EXERCISE PROMPT: Leaving out every picture, quote the data below exactly as it appears.

RECORDS PROVIDED:
··········
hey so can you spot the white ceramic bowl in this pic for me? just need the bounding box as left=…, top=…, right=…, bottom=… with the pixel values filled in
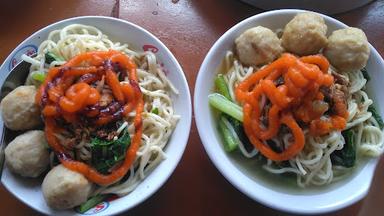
left=240, top=0, right=374, bottom=15
left=194, top=9, right=384, bottom=214
left=0, top=16, right=192, bottom=215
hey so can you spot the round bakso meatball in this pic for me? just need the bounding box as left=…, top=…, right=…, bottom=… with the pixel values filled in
left=324, top=27, right=370, bottom=72
left=235, top=26, right=283, bottom=66
left=0, top=85, right=42, bottom=130
left=4, top=130, right=49, bottom=177
left=42, top=164, right=93, bottom=209
left=282, top=12, right=328, bottom=55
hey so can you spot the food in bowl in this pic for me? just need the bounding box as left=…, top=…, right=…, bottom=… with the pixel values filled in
left=281, top=12, right=328, bottom=56
left=0, top=85, right=42, bottom=130
left=1, top=24, right=180, bottom=212
left=208, top=12, right=384, bottom=188
left=4, top=130, right=49, bottom=177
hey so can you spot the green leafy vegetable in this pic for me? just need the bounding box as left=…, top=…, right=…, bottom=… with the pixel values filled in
left=226, top=114, right=252, bottom=149
left=361, top=67, right=370, bottom=82
left=368, top=105, right=384, bottom=129
left=151, top=107, right=159, bottom=115
left=76, top=194, right=109, bottom=213
left=209, top=93, right=243, bottom=122
left=218, top=114, right=239, bottom=152
left=215, top=74, right=232, bottom=101
left=45, top=52, right=64, bottom=64
left=90, top=129, right=131, bottom=174
left=331, top=129, right=356, bottom=168
left=32, top=72, right=46, bottom=82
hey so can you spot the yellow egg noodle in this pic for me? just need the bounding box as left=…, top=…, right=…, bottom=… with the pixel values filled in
left=221, top=50, right=383, bottom=187
left=22, top=24, right=180, bottom=195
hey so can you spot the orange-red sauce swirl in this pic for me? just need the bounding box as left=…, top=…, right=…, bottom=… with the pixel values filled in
left=235, top=53, right=348, bottom=161
left=36, top=50, right=143, bottom=186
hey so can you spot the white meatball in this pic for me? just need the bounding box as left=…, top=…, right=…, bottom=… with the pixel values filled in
left=4, top=130, right=49, bottom=177
left=324, top=27, right=370, bottom=72
left=282, top=12, right=328, bottom=55
left=235, top=26, right=283, bottom=66
left=0, top=85, right=42, bottom=130
left=42, top=164, right=93, bottom=209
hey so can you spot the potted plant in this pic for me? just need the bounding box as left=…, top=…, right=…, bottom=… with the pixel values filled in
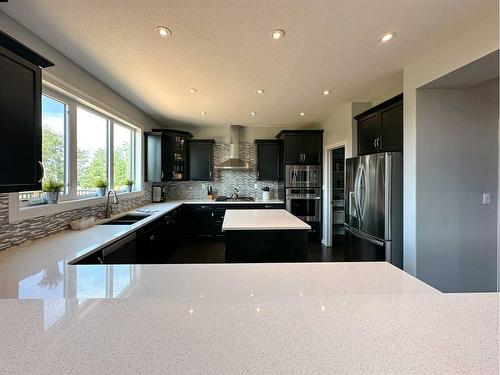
left=42, top=179, right=64, bottom=204
left=125, top=179, right=134, bottom=192
left=262, top=186, right=270, bottom=201
left=94, top=178, right=108, bottom=197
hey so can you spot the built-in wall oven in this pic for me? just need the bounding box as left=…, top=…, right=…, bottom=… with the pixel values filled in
left=285, top=188, right=321, bottom=222
left=286, top=165, right=321, bottom=188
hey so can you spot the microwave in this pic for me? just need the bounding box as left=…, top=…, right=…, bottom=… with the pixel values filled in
left=286, top=165, right=321, bottom=187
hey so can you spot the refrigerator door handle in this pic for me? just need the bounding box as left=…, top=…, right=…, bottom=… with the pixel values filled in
left=345, top=225, right=385, bottom=247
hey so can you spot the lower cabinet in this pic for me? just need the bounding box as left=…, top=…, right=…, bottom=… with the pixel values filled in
left=183, top=203, right=285, bottom=238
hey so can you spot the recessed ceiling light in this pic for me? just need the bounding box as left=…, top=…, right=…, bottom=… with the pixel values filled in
left=299, top=112, right=306, bottom=116
left=251, top=112, right=257, bottom=116
left=322, top=90, right=332, bottom=96
left=270, top=29, right=285, bottom=40
left=156, top=26, right=171, bottom=37
left=201, top=111, right=207, bottom=115
left=256, top=89, right=265, bottom=94
left=380, top=32, right=396, bottom=43
left=189, top=88, right=198, bottom=94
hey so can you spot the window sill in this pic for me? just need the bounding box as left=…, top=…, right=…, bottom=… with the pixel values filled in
left=8, top=191, right=144, bottom=223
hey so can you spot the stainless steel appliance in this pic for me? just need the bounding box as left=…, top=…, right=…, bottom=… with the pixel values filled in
left=286, top=187, right=321, bottom=222
left=286, top=165, right=321, bottom=187
left=344, top=152, right=402, bottom=268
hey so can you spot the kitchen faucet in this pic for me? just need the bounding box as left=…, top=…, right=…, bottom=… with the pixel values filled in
left=105, top=189, right=119, bottom=218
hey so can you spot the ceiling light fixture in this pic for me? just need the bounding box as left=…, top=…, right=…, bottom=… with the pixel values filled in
left=270, top=29, right=285, bottom=40
left=299, top=112, right=306, bottom=116
left=201, top=111, right=207, bottom=115
left=251, top=112, right=257, bottom=116
left=189, top=88, right=198, bottom=94
left=156, top=26, right=172, bottom=37
left=380, top=32, right=396, bottom=43
left=256, top=89, right=265, bottom=94
left=322, top=90, right=332, bottom=96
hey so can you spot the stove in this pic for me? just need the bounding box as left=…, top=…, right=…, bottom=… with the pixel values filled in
left=216, top=196, right=255, bottom=202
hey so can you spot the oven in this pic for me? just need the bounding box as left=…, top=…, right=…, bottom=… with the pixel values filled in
left=286, top=165, right=321, bottom=187
left=285, top=188, right=321, bottom=222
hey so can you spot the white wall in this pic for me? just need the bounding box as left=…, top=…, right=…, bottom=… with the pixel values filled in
left=0, top=11, right=159, bottom=131
left=402, top=10, right=499, bottom=276
left=416, top=79, right=498, bottom=292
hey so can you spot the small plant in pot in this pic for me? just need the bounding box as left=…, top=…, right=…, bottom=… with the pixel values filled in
left=125, top=179, right=134, bottom=192
left=94, top=178, right=108, bottom=197
left=42, top=180, right=64, bottom=204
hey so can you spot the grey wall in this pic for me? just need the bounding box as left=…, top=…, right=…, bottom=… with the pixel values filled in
left=416, top=78, right=499, bottom=292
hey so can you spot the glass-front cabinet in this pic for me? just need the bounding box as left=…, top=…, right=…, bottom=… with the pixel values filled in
left=144, top=129, right=193, bottom=182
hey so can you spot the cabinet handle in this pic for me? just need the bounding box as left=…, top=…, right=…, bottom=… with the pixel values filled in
left=209, top=171, right=213, bottom=178
left=257, top=171, right=260, bottom=179
left=37, top=161, right=44, bottom=183
left=373, top=139, right=377, bottom=149
left=161, top=171, right=164, bottom=179
left=378, top=138, right=382, bottom=150
left=97, top=256, right=103, bottom=264
left=172, top=171, right=175, bottom=179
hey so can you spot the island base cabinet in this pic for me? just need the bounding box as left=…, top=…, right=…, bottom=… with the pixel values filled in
··········
ANSWER TO THE PROBLEM:
hey so can you spot the white ceramic bowl in this pic for me? just need the bounding box as left=…, top=…, right=…, bottom=… with the pixel values filled in
left=240, top=0, right=374, bottom=15
left=194, top=9, right=384, bottom=214
left=0, top=16, right=192, bottom=215
hey so can you spot the round bakso meatball in this pic for me? just need the bounding box as left=…, top=…, right=…, bottom=… with the pixel values filled in
left=324, top=27, right=370, bottom=72
left=235, top=26, right=283, bottom=66
left=0, top=85, right=42, bottom=130
left=4, top=130, right=49, bottom=177
left=42, top=164, right=93, bottom=209
left=282, top=12, right=328, bottom=55
hey so can you spot the food in bowl in this pic for me? just need the bounding box as left=…, top=…, right=…, bottom=… with the pixel values filled in
left=281, top=12, right=328, bottom=56
left=0, top=85, right=42, bottom=130
left=1, top=24, right=180, bottom=212
left=208, top=12, right=384, bottom=188
left=4, top=130, right=49, bottom=177
hey so can you spot the green leafy vegetable in this pic for me? just need the bounding box as left=…, top=…, right=…, bottom=… with the pixel values filled in
left=226, top=114, right=252, bottom=149
left=361, top=67, right=370, bottom=82
left=368, top=105, right=384, bottom=129
left=151, top=107, right=159, bottom=115
left=76, top=194, right=109, bottom=213
left=209, top=93, right=243, bottom=122
left=218, top=114, right=239, bottom=152
left=215, top=74, right=232, bottom=101
left=45, top=52, right=64, bottom=64
left=90, top=129, right=131, bottom=174
left=331, top=129, right=356, bottom=168
left=32, top=72, right=46, bottom=82
hey so can you spot the yellow egg noodle in this pic for me? just need the bounding box as left=…, top=…, right=…, bottom=… with the pixel values filled in
left=221, top=50, right=383, bottom=187
left=22, top=24, right=180, bottom=195
hey so can you spot the orange-red sauce swirl in this pic for me? just need the bounding box as left=…, top=…, right=…, bottom=… with the pixel values filled in
left=235, top=53, right=348, bottom=161
left=36, top=50, right=143, bottom=186
hey so can you spot the white meatball in this pic for me? just need the bounding box as left=…, top=…, right=…, bottom=… with the pixel values filled in
left=4, top=130, right=49, bottom=177
left=324, top=27, right=370, bottom=72
left=282, top=12, right=328, bottom=55
left=235, top=26, right=283, bottom=66
left=0, top=85, right=42, bottom=130
left=42, top=164, right=93, bottom=209
hey so can you spot the potted plant in this pic for me? just need the bounding box as left=…, top=…, right=…, bottom=… with the pixel values filled in
left=42, top=179, right=64, bottom=204
left=125, top=179, right=134, bottom=192
left=262, top=186, right=270, bottom=201
left=94, top=178, right=108, bottom=197
hey so can you spot the built-in wall oven in this pic for me? just need the bounding box as left=…, top=…, right=…, bottom=… with the pixel values filled in
left=285, top=188, right=321, bottom=222
left=286, top=165, right=321, bottom=188
hey so can you spot the microwave in this pic for me? just need the bounding box as left=…, top=…, right=…, bottom=… with the pixel values filled in
left=286, top=165, right=321, bottom=187
hey so can you spot the refrigerator door handle in this pic for me? just need the bounding box as left=…, top=…, right=…, bottom=… with the pixel values filled in
left=345, top=225, right=385, bottom=247
hey so can you spot the lower cabinet in this pic for me? just need the bounding box as left=…, top=…, right=…, bottom=… with the pixel values filled in
left=183, top=203, right=285, bottom=238
hey so can you spot the recessed ceiling light in this pic for me? just need the bounding box as left=…, top=…, right=…, bottom=… with the pixel values filled in
left=299, top=112, right=306, bottom=116
left=251, top=112, right=257, bottom=116
left=322, top=90, right=332, bottom=96
left=270, top=29, right=285, bottom=40
left=156, top=26, right=171, bottom=37
left=201, top=111, right=207, bottom=115
left=256, top=89, right=265, bottom=94
left=380, top=32, right=396, bottom=43
left=189, top=88, right=198, bottom=94
hey so can you spot the window sill in this pic for me? just need the bounding box as left=…, top=…, right=…, bottom=… with the pixel values filled in
left=8, top=191, right=144, bottom=223
hey so can you spot the stainless steel appliance in this pic for me? just need the bounding box as left=…, top=…, right=…, bottom=… with the pixel values filled in
left=286, top=187, right=321, bottom=222
left=286, top=165, right=321, bottom=187
left=344, top=152, right=402, bottom=268
hey so can you spot the kitchen faucet in this pic for me? just need the bounding box as left=…, top=…, right=…, bottom=… with the pixel values filled in
left=105, top=189, right=119, bottom=218
hey so can you spot the ceiling light fixture in this pic for me? just need the bounding box as left=…, top=…, right=…, bottom=… with the pixel values filled in
left=270, top=29, right=285, bottom=40
left=299, top=112, right=306, bottom=116
left=201, top=111, right=207, bottom=115
left=251, top=112, right=257, bottom=116
left=189, top=88, right=198, bottom=94
left=156, top=26, right=172, bottom=37
left=380, top=32, right=396, bottom=43
left=256, top=89, right=265, bottom=94
left=322, top=90, right=332, bottom=96
hey so can you spot the stove in this pic for me? just need the bounding box as left=…, top=…, right=…, bottom=… with the pixel values filled in
left=216, top=196, right=255, bottom=202
hey so can you spot the oven in this pic for me? just need the bounding box as left=…, top=…, right=…, bottom=… with the pixel values filled in
left=286, top=165, right=321, bottom=187
left=285, top=188, right=321, bottom=222
hey so can you spot the white wall in this pic for me? just need the bounding box as left=…, top=…, right=…, bottom=… with the pixel values filled in
left=0, top=11, right=159, bottom=131
left=402, top=10, right=499, bottom=276
left=416, top=79, right=498, bottom=292
hey so can you spot the small plant in pot in this pic for me? just need the bounding box as left=…, top=…, right=…, bottom=… with the pixel values filled in
left=125, top=179, right=134, bottom=192
left=94, top=178, right=108, bottom=197
left=42, top=180, right=64, bottom=204
hey so can you spot the grey wall in this pic for me? just need the bounding box as left=…, top=…, right=…, bottom=… with the pixel values filled in
left=416, top=78, right=499, bottom=292
hey so can you spot the glass-front cabinet in this pic for me? just need the bounding box as left=…, top=…, right=…, bottom=… with the pixel values filled in
left=144, top=129, right=193, bottom=182
hey so can you spot the cabinet handle in this pic for me? just need the bounding box as left=…, top=…, right=…, bottom=… with the pixel values filled in
left=209, top=171, right=213, bottom=178
left=257, top=171, right=260, bottom=179
left=37, top=161, right=44, bottom=183
left=373, top=139, right=377, bottom=149
left=161, top=171, right=164, bottom=179
left=378, top=138, right=382, bottom=150
left=97, top=256, right=103, bottom=264
left=172, top=171, right=175, bottom=179
hey so can you spot the island base cabinet in this pic for me? just need the bounding box as left=…, top=…, right=…, bottom=… with the pixel values filled in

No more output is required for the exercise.